By Staff -- Purchasing, 9/7/2000

The White House has issued an action plan that spells out steps the government will take-including increased monitoring of steel imports from Japan and other nations-in an effort to head off future surges in supply that would throw the domestic integrated steel industry into another financial crisis. Interestingly, the action's plan dismisses the views of large steel-buying OEMs, who have been advocates of global sourcing.

The 240-page report, prepared by the Commerce Department, is the administration's latest in a series of efforts to respond to criticism from the steel industry that it was slow to respond to problems generated by the Asian financial crisis of 1997-1998. Steel companies and workers have complained that a flood of imported steel during that period pushed six U.S. steel companies into bankruptcy and resulted in thousands of layoffs. Analysts generally have agreed that other factors-including new more modern capacity from mini-mills-have played a role in the financial woes of the blast-furnace-based steelmakers.

Commerce Secretary Norman Y. Mineta contends the import crisis "showed the need for vigilance and stepped-up efforts to address the root causes of global instability in global steel markets.'' Mineta has pledged to follow the recommendations in the action plan: faster release of government statistics on steel imports; expedited anti-dumping investigations so decisions can be reached earlier; and an interagency rapid response team to provide relief to communities suffering from import surges. The administration also will work through the Paris-based Organization for Economic Cooperation and Development and negotiate individually with major foreign steel producers on ways to address overcapacity.

While the industry's ongoing recovery is reflected in increased production levels, imports for the first months of 2000 are on the rise, Mineta admits. "So, over the course of the next few months, the Clinton Administration will watch carefully the industry's capacity utilization levels, steel prices, employment levels and import penetration, and will take appropriate steps to address ongoing concerns," he says.

Big Steel endorses the plan

U.S. steel companies and the United Steelworkers union praised the report's findings but say it will be critical for the administration to follow through with its commitments.

Paul J. Wilhelm, president of U.S. Steel Group, a unit of USX Corp. in Pittsburgh, says the Commerce report "verifies the claims that the integrated steel mills have been making for years and that foreign competitors have been trying to deny for years about the ills of steel trade." He says the report "lays a foundation for action that must be taken for American steel companies to emerge from their financial crisis."

The Commerce report "proves that foreign steel producers refuse to play by the rules," says George Becker, president of the United Steelworkers. "The administration and Congress must now apply the facts laid out in this report to concrete programs that safeguard the jobs of American steelworkers."

Peter Kelly, chairman and CEO of LTV Corp., says that "our trade laws have come under increasing attack in recent years-from foreign competitors, the World Trade Organization and even Congress-so the Administration's report provides reasons why the U.S. needs stronger, not weaker, remedies for unfair imports, and why we must continue to resist efforts to undermine existing rules."

Data records
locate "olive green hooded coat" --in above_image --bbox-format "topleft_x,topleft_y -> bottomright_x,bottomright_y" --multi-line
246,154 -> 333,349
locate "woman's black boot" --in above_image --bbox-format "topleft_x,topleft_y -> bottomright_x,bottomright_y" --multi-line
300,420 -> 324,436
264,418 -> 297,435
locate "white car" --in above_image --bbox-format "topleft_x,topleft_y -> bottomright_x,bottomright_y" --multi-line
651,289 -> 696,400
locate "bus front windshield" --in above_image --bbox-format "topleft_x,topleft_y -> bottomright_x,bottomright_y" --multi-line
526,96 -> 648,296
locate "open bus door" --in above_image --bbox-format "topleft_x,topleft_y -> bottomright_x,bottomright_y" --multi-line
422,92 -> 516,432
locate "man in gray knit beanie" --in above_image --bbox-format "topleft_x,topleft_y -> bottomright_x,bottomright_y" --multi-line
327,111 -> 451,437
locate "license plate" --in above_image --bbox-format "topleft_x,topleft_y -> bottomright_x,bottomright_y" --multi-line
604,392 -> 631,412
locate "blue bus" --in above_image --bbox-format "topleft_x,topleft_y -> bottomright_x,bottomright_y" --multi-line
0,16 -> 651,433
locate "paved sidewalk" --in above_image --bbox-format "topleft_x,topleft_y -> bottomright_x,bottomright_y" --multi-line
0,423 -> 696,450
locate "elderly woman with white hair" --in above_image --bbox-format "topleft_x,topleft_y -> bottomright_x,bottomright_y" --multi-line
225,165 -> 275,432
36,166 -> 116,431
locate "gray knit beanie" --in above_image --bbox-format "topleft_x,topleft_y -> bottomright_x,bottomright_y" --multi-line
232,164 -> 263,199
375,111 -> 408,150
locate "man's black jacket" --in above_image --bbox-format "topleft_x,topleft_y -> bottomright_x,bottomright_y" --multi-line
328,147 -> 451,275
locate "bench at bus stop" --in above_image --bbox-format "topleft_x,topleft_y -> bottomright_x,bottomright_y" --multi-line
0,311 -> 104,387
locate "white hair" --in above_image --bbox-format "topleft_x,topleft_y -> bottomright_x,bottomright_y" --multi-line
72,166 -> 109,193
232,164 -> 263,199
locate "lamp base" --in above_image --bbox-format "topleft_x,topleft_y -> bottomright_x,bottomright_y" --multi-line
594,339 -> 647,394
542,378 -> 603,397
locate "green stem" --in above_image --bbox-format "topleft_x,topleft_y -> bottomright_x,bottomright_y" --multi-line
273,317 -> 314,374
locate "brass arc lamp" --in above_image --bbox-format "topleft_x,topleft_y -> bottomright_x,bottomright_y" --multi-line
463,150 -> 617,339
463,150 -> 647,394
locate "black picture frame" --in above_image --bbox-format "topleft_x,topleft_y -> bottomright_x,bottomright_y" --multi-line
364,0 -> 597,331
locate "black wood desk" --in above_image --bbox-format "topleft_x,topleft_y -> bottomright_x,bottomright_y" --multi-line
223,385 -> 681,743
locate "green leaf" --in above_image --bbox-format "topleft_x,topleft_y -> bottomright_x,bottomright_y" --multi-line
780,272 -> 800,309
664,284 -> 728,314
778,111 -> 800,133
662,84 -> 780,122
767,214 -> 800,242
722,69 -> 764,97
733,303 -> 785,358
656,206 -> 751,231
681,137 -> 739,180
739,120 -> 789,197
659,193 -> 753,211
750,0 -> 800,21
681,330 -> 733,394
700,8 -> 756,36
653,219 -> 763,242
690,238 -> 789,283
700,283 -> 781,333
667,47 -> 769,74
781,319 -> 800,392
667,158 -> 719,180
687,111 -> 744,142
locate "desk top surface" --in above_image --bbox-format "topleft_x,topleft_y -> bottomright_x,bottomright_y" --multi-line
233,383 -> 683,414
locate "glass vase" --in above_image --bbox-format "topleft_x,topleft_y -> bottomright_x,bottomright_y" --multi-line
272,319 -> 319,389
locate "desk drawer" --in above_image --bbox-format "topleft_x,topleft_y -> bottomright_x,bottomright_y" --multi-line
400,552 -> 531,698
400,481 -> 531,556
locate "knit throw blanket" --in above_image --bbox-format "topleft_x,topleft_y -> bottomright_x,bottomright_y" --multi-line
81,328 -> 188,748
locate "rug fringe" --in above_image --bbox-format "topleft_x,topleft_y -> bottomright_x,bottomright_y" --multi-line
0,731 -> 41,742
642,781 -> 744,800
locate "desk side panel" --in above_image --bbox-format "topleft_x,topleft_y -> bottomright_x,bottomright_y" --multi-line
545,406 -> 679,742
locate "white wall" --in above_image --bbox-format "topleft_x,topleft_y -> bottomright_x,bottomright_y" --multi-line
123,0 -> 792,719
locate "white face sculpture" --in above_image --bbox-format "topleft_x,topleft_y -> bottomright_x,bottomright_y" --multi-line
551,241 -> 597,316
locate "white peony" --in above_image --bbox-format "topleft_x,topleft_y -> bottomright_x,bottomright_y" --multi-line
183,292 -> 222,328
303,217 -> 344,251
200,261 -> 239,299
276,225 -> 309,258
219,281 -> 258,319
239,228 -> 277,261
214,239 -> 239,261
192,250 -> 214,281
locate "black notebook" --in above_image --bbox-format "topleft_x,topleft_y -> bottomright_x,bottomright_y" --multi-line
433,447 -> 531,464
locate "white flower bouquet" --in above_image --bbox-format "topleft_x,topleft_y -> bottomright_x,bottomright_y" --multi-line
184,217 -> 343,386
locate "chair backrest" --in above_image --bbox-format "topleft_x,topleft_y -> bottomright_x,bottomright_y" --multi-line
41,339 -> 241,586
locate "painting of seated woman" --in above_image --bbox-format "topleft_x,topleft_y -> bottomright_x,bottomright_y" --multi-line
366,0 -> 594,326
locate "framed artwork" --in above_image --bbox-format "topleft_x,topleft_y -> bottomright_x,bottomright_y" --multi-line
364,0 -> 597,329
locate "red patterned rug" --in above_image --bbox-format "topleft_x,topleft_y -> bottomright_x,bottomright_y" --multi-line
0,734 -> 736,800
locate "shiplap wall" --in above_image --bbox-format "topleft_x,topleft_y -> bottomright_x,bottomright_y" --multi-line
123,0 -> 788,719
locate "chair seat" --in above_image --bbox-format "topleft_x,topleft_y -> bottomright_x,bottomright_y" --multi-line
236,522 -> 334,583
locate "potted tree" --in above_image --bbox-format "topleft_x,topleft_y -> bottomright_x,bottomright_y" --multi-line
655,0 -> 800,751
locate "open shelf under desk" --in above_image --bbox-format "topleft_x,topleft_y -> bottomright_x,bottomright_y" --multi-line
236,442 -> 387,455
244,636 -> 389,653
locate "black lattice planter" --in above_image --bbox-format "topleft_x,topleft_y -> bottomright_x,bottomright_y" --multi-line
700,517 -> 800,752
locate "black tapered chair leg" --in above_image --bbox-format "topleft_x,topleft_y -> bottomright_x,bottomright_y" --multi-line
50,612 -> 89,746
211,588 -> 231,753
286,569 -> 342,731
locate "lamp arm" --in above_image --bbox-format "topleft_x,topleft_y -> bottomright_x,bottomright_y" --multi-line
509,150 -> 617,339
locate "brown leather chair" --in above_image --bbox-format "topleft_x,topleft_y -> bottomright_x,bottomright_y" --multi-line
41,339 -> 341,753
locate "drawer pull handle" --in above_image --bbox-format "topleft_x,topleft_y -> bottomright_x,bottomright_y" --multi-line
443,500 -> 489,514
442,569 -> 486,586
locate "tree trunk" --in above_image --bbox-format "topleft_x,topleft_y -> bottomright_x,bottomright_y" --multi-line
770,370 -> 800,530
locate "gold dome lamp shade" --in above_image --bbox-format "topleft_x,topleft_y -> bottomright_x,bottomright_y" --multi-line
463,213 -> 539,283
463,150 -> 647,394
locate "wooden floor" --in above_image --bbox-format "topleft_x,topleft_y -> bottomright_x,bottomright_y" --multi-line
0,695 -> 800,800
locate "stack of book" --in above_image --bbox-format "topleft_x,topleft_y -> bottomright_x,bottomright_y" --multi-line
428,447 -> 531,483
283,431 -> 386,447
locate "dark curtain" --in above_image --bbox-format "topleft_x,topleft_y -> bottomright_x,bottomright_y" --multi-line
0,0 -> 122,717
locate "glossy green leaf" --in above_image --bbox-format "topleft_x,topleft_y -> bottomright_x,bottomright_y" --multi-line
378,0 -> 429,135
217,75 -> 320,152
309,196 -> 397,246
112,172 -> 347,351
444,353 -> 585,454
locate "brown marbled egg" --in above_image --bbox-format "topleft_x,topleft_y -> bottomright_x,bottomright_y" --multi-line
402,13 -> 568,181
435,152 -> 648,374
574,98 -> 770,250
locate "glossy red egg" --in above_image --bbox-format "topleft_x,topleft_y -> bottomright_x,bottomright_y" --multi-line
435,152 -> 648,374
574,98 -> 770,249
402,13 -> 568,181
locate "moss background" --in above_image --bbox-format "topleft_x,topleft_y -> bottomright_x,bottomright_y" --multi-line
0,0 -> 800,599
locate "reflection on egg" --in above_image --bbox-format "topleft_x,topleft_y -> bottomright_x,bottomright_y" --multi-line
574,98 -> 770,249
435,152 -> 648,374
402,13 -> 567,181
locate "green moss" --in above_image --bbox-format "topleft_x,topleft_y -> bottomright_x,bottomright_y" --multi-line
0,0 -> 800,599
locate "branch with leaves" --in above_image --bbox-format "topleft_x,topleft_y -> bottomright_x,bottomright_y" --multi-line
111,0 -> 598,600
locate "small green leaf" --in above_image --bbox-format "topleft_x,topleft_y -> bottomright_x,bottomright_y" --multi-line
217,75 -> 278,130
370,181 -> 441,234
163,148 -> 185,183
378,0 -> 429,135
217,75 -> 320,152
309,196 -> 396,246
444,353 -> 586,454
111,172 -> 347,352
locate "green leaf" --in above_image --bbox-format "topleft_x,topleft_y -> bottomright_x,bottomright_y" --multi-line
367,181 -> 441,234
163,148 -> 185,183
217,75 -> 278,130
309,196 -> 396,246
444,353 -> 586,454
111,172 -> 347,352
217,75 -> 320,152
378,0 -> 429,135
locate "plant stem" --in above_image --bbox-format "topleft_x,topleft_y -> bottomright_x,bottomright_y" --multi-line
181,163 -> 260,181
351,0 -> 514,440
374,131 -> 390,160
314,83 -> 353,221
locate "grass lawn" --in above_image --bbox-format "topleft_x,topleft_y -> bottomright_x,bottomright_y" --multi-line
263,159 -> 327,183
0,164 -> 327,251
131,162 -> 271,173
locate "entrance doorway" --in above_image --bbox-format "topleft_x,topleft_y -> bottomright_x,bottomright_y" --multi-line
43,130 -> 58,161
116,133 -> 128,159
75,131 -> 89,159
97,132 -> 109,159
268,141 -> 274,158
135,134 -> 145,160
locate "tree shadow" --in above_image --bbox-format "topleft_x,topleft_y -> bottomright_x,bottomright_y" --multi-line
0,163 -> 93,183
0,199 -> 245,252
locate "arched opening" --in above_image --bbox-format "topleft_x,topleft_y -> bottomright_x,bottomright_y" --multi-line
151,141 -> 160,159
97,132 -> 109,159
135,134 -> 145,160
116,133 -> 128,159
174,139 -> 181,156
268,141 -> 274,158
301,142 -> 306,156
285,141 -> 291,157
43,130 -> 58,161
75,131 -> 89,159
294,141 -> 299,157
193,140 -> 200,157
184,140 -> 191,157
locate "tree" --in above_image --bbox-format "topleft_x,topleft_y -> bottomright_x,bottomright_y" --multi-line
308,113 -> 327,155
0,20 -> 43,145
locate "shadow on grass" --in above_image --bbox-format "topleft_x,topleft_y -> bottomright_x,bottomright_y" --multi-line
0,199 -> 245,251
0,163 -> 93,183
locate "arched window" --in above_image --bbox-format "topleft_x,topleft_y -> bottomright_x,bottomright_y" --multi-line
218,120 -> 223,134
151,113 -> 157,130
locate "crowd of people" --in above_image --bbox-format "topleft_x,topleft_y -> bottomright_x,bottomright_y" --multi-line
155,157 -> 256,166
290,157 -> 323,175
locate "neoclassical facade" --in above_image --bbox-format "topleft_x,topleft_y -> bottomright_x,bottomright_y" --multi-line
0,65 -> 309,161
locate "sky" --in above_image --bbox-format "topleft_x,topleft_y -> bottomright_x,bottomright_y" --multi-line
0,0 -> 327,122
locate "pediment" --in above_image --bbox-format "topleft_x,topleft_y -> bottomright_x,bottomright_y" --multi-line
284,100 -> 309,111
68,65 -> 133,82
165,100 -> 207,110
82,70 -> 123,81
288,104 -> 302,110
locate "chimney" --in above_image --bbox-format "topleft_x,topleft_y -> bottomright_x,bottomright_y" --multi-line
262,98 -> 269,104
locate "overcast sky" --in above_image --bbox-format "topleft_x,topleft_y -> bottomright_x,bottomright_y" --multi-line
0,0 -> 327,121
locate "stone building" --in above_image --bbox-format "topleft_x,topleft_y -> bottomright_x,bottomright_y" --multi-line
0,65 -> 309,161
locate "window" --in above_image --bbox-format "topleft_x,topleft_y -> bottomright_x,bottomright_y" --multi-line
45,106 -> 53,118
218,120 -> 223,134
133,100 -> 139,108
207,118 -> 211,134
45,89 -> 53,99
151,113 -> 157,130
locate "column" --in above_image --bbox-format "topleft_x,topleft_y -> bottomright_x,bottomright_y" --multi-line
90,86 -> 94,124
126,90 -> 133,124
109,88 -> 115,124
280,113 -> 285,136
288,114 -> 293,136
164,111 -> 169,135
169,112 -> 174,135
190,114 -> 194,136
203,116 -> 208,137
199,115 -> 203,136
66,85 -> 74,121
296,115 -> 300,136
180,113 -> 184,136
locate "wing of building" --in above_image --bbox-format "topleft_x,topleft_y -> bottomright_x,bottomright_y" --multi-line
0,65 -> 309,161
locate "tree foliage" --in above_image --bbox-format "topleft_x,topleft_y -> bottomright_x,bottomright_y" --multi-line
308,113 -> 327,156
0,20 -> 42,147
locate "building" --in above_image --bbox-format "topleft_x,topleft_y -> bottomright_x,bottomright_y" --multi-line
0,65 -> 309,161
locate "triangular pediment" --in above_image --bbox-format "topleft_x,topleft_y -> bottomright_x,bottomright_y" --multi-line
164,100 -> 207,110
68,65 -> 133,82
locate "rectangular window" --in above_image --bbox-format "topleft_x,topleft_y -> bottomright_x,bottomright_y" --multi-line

## Exercise goal
Write the next part of the article about the White House steel import plan, picking up after its final paragraph.

## Response to this exercise
Japan is slammed, responds

The report singles out Japan, Russia, South Korea and Brazil as nations whose steel industries have unfair advantages in competing with American firms. The U.S. imposed punitive dumping duties on these and a number of other countries since 1998, when the U.S. market began getting flooded with low-cost steel imports following the Asian crisis that sharply cut demand in countries hit by fiscal and economic calamity. But the domestic steel industry has complained that it had taken the administration too long to provide relief in the form of higher tariffs on foreign products.

Foreign steel importers responded in a report contending that U.S. government actions to protect the domestic steel industry had cost American consumers more than $100 billion over the past three decades in higher prices for products manufactured with steel such as autos and appliances.

William Barringer, a Washington attorney for the Japanese Iron and Steel Exporters Association, says his group did not agree with many of the Commerce Department's conclusions, but does support the call for more consultations. Since business trade complaints can sour government-to-government relationships, "having consultations between countries before dumping or unfair trade cases are filed is a positive idea,'' Barringer says.

Hidenori Tazawa, executive vice president of NKK America and current chairman of the Japan Steel Information Center in New York, criticizes the White House study as failing to present a balanced analysis.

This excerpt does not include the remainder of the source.